[Opening Data listing section]

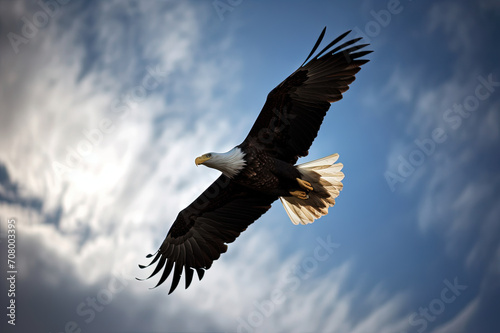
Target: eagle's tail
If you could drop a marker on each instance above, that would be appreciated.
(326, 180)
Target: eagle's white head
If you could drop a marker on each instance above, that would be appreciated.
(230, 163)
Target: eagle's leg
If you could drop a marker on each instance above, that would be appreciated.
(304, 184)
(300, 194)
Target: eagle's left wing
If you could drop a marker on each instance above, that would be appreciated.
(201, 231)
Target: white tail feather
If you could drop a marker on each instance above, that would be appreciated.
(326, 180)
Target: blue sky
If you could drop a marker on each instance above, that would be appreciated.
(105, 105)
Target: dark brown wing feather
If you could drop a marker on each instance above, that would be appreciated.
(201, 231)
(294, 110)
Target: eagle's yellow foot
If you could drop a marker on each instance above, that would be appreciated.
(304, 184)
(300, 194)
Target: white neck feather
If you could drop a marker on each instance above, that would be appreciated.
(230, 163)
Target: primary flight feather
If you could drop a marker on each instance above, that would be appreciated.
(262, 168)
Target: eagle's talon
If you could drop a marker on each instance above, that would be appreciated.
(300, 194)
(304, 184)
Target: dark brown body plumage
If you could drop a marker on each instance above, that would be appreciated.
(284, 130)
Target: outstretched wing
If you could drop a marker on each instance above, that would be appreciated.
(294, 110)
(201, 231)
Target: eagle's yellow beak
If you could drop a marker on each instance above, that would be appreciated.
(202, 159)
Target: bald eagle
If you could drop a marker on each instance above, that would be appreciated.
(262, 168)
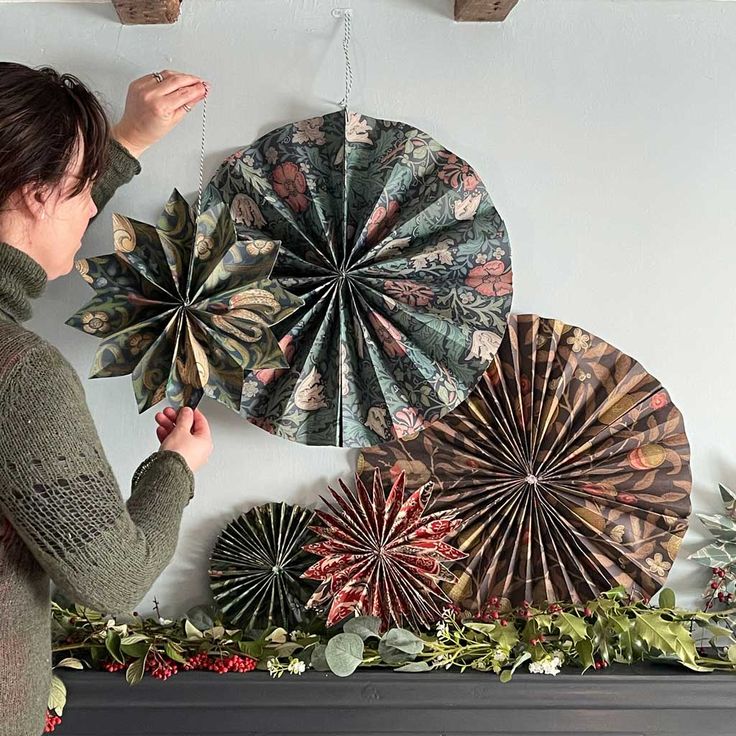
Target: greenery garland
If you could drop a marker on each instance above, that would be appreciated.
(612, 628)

[Closing Data listing section]

• Task brief
Reproduce the entries above exactly, but only the lines between the line holding "Target: blue sky" and the line holding "Target: white neck feather", inclusive.

• Output
Target: blue sky
If you could drop a marker on each instance above, that would be appreciated.
(105, 105)
Target: dark brown wing feather
If you could drop a marker on each instance above, that would be appreciated.
(201, 231)
(294, 110)
Target: eagle's yellow foot
If you could drop a marker on each instance above, that would be appreciated.
(304, 184)
(300, 194)
Target: white neck feather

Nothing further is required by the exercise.